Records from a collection

==============================

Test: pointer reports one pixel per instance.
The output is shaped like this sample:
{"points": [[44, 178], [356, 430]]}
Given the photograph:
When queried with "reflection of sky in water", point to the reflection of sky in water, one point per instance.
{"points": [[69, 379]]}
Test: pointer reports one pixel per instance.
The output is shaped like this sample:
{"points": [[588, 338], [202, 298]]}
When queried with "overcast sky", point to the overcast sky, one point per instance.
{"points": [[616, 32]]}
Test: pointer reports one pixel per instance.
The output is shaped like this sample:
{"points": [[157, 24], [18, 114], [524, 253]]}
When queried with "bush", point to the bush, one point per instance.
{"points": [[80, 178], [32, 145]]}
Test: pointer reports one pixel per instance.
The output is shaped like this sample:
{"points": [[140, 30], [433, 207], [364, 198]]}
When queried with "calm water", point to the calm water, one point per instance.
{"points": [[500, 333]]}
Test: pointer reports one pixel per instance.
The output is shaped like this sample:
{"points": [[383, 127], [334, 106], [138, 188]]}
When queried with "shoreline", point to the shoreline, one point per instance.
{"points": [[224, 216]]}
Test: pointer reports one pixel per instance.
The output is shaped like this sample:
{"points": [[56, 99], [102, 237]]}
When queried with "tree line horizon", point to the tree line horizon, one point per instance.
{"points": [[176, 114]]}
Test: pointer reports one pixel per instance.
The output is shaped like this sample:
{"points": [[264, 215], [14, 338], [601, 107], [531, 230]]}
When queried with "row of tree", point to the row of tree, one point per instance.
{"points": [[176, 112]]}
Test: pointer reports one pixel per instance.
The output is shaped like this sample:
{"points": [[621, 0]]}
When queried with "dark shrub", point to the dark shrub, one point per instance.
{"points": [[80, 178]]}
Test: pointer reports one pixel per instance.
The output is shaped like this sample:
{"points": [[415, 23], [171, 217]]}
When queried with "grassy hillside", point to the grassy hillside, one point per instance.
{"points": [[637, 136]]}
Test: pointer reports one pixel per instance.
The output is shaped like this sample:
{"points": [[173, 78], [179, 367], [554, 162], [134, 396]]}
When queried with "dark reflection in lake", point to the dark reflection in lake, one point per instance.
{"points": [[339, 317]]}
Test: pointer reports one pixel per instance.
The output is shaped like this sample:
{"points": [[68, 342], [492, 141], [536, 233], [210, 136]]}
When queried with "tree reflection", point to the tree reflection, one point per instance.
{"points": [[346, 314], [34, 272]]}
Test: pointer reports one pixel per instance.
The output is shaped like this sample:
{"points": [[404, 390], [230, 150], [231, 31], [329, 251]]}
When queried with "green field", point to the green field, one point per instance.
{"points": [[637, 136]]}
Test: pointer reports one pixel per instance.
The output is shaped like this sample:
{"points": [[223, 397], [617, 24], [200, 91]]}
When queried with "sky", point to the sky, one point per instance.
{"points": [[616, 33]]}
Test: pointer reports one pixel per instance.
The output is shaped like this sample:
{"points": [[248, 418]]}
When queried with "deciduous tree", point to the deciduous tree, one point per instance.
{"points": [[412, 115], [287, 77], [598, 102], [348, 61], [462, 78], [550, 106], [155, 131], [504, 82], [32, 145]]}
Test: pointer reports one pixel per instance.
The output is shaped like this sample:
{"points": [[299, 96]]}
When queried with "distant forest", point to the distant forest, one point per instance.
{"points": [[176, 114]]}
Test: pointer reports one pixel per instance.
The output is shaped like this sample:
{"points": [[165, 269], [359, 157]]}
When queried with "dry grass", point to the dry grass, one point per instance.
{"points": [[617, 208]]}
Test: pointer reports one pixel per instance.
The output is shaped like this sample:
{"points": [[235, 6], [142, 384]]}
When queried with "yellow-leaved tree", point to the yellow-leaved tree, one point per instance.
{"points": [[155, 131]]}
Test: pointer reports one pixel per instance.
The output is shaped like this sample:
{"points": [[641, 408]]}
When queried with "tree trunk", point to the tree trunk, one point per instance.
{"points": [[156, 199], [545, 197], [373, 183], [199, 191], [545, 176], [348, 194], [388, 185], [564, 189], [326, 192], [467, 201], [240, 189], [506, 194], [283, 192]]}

==============================

How to complete this task
Verbatim reproduction of the entries is required.

Answer to the problem
Test: pointer reports one pixel per instance.
The output is shaped like this sample:
{"points": [[44, 178], [356, 430]]}
Given the photograph:
When queried with "reflection of sky in water", point to the reflection of sky in water, one point per instance.
{"points": [[69, 379]]}
Test: pointer reports one pixel per instance.
The output is shaped like this sample:
{"points": [[588, 338], [202, 298]]}
When queried with "overcast sky", point to the overcast sky, one point per instance.
{"points": [[616, 32]]}
Test: pointer reports one pixel per instance.
The output is shaped like this sample:
{"points": [[157, 24], [18, 114], [524, 253]]}
When queried with "bush", point to the bush, one point per instance.
{"points": [[80, 178], [32, 145]]}
Test: pointer reports one pixel per instance.
The output is shaped like this sample:
{"points": [[140, 30], [433, 207], [364, 198]]}
When queried with "calm water", point to the calm water, one point per instance.
{"points": [[500, 333]]}
Test: pointer reports one pixel per instance.
The output is shaped like this sample:
{"points": [[383, 127], [334, 106], [138, 188]]}
When queried with "shoreline", point to the shoreline, one point per instance.
{"points": [[224, 216]]}
Test: pointer reports one pixel per instance.
The output is shaped like this sample:
{"points": [[56, 99], [102, 237]]}
When queried with "tree line horizon", point to the tree line horizon, one point per instance.
{"points": [[176, 114]]}
Test: pointer reports one pixel per instance.
The output is shaped like this sample:
{"points": [[264, 215], [14, 338], [601, 107], [531, 230]]}
When queried with "row of tree", point to the row of tree, one point per instance.
{"points": [[176, 112]]}
Test: pointer reports one pixel per instance.
The output is shaped like this sample:
{"points": [[621, 0]]}
When queried with "dark shrub", point to the dark shrub, one point per instance.
{"points": [[80, 178]]}
Test: pointer reports one pixel per instance.
The output is shaped like this sample:
{"points": [[415, 23], [171, 217]]}
When queried with "grassy hillside", point to the grassy hillside, one point per instance.
{"points": [[637, 136]]}
Test: pointer reports one pixel per instance.
The output is shaped like this sample:
{"points": [[173, 78], [179, 367], [554, 162], [134, 396]]}
When queried with "dark reflection in lake", point to the dark reflection in lake, one point per instance.
{"points": [[339, 317]]}
Test: pointer reports one pixel per instance.
The output is shaped like this sample:
{"points": [[68, 342], [492, 141], [536, 233], [210, 136]]}
When queried with "tree reflection", point to the tree reflection, one point per instance.
{"points": [[346, 314], [34, 272]]}
Test: pointer reports one pixel per instance.
The output is shaped like this sample:
{"points": [[404, 390], [230, 150], [231, 31], [329, 251]]}
When queried with "green field", point to the green field, one point per instance.
{"points": [[637, 136]]}
Test: pointer reports one pixel per instance.
The output is shaped like this sample:
{"points": [[223, 397], [617, 24], [200, 91]]}
When queried with "sky", point to the sky, one point per instance.
{"points": [[616, 33]]}
Test: pointer reports one pixel per instance.
The output is shaped like this sample:
{"points": [[248, 418]]}
When queried with "deciduous tree", point to the deciduous tree, one point per instance.
{"points": [[412, 115], [287, 77], [598, 102], [348, 61], [462, 78], [550, 106], [155, 131], [504, 82], [32, 145]]}
Test: pointer reports one pixel per instance.
The output is shaped like this sample:
{"points": [[299, 96]]}
When queried with "distant forest", point to the distant forest, one point per instance.
{"points": [[176, 114]]}
Test: pointer reports one pixel per instance.
The output is shaped like this sample:
{"points": [[165, 269], [359, 157]]}
When queried with "dry grass", point to the dry grass, one point per instance.
{"points": [[617, 208]]}
Test: pointer reports one pixel per instance.
The output is shaped like this sample:
{"points": [[235, 6], [142, 384]]}
When queried with "yellow-leaved tree", point to the yellow-leaved tree, one point per instance.
{"points": [[155, 131]]}
Test: pointer reports one pixel per instance.
The output is shaped like this sample:
{"points": [[641, 408]]}
When queried with "tree trunk", point to the tree trunk, one point per instance.
{"points": [[156, 199], [545, 197], [373, 183], [199, 191], [545, 176], [348, 194], [388, 185], [564, 189], [326, 192], [467, 201], [240, 189], [506, 194], [283, 192]]}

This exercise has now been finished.